## DOCUMENT EXCERPT
__________________________________________________

Why it is Time for Governments to Embrace Blockchain

Governments today remain the principal authorities in charge of maintaining trusted records. Registers containing citizens and businesses’ information are stored in government agencies’ centralized databases. The management and use of trusted data is a challenge even for the most advanced economies.[7] Today, individual agencies gather an extraordinary amount of information on their users and on government activities: identity information, property titles, judiciary information, business assets, procurement processes, customs documents, etc. In general, each agency is then responsible for maintaining and storing its own respective data, whether paper-based or digital. The result is a fragmented, sub-optimal data management system comprising numerous, non-integrated information silos.

This silo model shows clear weaknesses, especially as democratic governments in both developed and developing countries must rethink their operation model in the globalized digital era to restore public legitimacy.[8] Meanwhile, their publics still expect good governance and efficiency in delivering public services. First, citizens expect greater transparency to address excessive red tape and public corruption. While according to the OECD large infrastructure projects represent about $10 trillion dollars annually, the public sector is still contracting.[9] At the same time, “corruption adds up to 10 percent of the total cost of doing business globally and up to 25 percent of the costs of procurement contracts in developing countries.”[10] The World Bank estimates that 2% of world GDP is spent on bribes worldwide every year.[11] To restore trust in government, corruption must be curtailed and governments must increase transparency by making more information about their operations public.

__________________________________________________

## STORED DATA
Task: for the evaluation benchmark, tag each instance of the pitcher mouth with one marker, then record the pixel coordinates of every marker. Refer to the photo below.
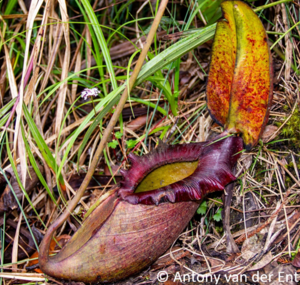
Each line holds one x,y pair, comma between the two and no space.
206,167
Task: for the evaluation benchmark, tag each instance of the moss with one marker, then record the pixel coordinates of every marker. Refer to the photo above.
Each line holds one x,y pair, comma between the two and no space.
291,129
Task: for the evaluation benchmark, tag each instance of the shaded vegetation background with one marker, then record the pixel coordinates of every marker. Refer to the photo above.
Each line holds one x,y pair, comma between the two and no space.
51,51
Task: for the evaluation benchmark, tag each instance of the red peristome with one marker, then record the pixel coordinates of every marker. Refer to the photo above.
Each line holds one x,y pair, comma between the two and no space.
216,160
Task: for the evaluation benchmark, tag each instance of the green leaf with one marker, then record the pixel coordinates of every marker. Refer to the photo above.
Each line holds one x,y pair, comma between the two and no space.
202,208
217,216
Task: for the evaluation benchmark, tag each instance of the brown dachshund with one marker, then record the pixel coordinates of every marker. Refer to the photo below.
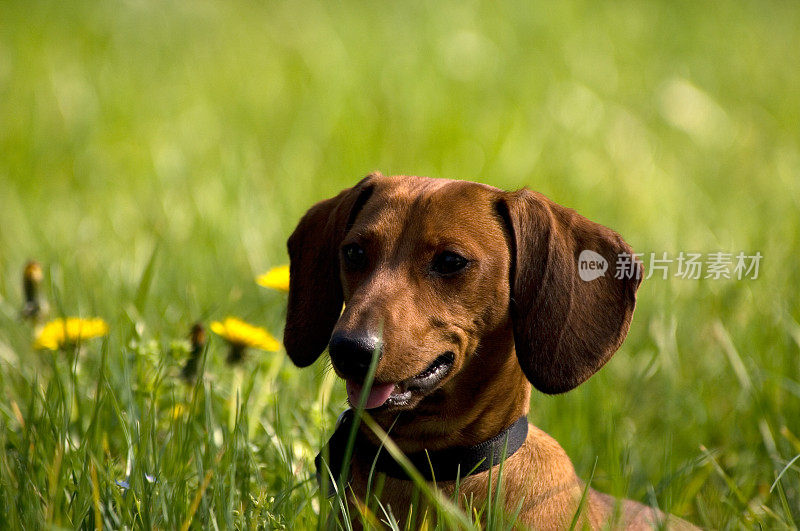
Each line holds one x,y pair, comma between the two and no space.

__________________________________________________

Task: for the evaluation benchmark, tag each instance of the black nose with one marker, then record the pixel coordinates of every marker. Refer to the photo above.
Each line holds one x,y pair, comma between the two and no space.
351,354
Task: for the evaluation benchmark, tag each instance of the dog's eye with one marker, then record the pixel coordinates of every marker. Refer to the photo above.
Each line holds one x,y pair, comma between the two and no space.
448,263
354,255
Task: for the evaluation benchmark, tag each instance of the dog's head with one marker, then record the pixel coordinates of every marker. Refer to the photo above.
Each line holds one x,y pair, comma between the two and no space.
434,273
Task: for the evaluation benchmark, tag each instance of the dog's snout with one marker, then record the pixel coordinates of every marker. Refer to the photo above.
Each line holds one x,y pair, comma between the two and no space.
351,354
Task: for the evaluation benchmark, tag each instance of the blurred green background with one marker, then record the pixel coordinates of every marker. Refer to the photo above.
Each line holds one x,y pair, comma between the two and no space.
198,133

__________________________________________________

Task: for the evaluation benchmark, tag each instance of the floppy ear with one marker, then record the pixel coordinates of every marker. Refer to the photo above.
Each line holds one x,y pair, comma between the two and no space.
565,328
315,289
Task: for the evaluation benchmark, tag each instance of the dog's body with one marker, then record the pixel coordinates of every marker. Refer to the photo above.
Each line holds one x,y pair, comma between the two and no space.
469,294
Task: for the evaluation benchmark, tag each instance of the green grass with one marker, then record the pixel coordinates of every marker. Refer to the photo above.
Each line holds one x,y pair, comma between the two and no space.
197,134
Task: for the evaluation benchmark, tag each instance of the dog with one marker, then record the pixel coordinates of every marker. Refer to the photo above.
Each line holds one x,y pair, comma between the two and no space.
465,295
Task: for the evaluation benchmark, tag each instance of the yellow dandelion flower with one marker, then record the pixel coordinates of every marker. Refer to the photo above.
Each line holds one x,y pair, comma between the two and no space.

__________________________________________________

## STUDY QUESTIONS
- 1) Repeat word for word the part of the passage on governments and blockchain starting with "Governments today remain" and going on through "non-integrated information silos.".
- 2) List the kinds of information that the passage on governments and blockchain says individual agencies gather.
The lines have nothing to do with the passage on governments and blockchain.

## ANSWERS FOR THE EXERCISE
- 1)
Governments today remain the principal authorities in charge of maintaining trusted records. Registers containing citizens and businesses’ information are stored in government agencies’ centralized databases. The management and use of trusted data is a challenge even for the most advanced economies.[7] Today, individual agencies gather an extraordinary amount of information on their users and on government activities: identity information, property titles, judiciary information, business assets, procurement processes, customs documents, etc. In general, each agency is then responsible for maintaining and storing its own respective data, whether paper-based or digital. The result is a fragmented, sub-optimal data management system comprising numerous, non-integrated information silos.

- 2)
- identity information
- property titles
- judiciary information
- business assets
- procurement processes
- customs documents